### [Task requirements]
Every record below is to be retyped exactly.

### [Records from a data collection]

· · · · · · ·

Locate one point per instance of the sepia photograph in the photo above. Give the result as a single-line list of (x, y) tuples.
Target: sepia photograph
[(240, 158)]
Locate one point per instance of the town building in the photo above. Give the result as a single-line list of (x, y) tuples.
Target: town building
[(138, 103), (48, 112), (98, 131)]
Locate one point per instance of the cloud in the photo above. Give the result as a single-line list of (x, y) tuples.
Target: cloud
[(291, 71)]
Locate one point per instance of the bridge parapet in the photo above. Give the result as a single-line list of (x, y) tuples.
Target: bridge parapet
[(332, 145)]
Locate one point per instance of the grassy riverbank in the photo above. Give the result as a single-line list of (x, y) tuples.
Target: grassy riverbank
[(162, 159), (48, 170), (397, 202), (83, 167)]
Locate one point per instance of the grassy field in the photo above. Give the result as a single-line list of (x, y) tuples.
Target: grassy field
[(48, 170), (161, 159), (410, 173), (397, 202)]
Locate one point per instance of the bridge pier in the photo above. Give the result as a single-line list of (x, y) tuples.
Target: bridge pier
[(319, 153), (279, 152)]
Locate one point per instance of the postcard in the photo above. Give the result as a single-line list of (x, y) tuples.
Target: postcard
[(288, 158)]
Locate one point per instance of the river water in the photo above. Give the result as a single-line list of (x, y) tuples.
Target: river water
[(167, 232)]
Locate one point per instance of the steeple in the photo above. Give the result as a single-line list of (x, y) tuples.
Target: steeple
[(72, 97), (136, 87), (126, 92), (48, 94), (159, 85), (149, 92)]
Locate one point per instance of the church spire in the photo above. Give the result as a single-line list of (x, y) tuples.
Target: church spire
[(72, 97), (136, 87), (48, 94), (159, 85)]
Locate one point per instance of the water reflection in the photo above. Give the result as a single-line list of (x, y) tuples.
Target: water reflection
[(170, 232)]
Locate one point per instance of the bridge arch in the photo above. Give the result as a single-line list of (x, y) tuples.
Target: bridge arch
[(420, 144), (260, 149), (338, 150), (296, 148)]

· · · · · · ·

### [Task result]
Locate one point per instance of the sepia photograph in the photo above. Give the result as a single-line list of (x, y) tuples.
Target: sepia photograph
[(240, 158)]
Locate one point per instance of the town building in the photo above. Give the result as a single-line list of (x, y) tuples.
Target: town building
[(138, 103), (48, 112), (98, 131)]
Locate one point per instance of the cloud in the photo above. Give the result as a single-line list of (x, y) tuples.
Target: cloud
[(291, 71)]
Locate one point per instance of the bridge parapet in the photo above. Give the result as a single-line list of (x, y) tuples.
Target: bridge parapet
[(332, 145)]
Locate one point per instance of the grassy riverbank in the photo above. Give the result as a single-line list of (x, y) tuples.
Target: grassy riverbank
[(162, 159), (48, 170), (397, 202), (83, 167)]
Locate one point per instance of the grassy field in the photo above. Give the result as a single-line list of (x, y) tuples.
Target: grassy field
[(48, 170), (161, 159), (410, 173), (397, 202)]
Locate one point per instance of the bridge pier in the photo above. Give the result as a single-line list of (x, y) tuples.
Target: bridge pier
[(319, 153), (279, 152)]
Locate one point per instance of the postcard in the photo above. Give the result as a single-line list of (x, y) tuples.
Target: postcard
[(288, 158)]
Locate one point per instance of the river water in the photo above. Give the result as a single-line list of (x, y) tuples.
Target: river water
[(167, 232)]
Locate one point per instance of the steeple in the photo above. Give the result as a single-line list of (x, y) tuples.
Target: steeple
[(72, 97), (136, 87), (126, 92), (48, 94), (159, 85), (149, 92)]
Locate one point per instance of the church spire in the photo above. Give the result as a single-line list of (x, y) tuples.
Target: church spire
[(72, 97), (136, 87), (48, 94), (159, 85)]
Locate one point per instance of the water reflection in the photo above. Give the result as a single-line list of (x, y) tuples.
Target: water reflection
[(170, 232)]
Locate one point per instance of the bridge arch in the photo above. Give the result as a single-line list of (x, y) tuples.
Target: bridge arch
[(420, 144), (260, 149), (338, 150), (296, 148)]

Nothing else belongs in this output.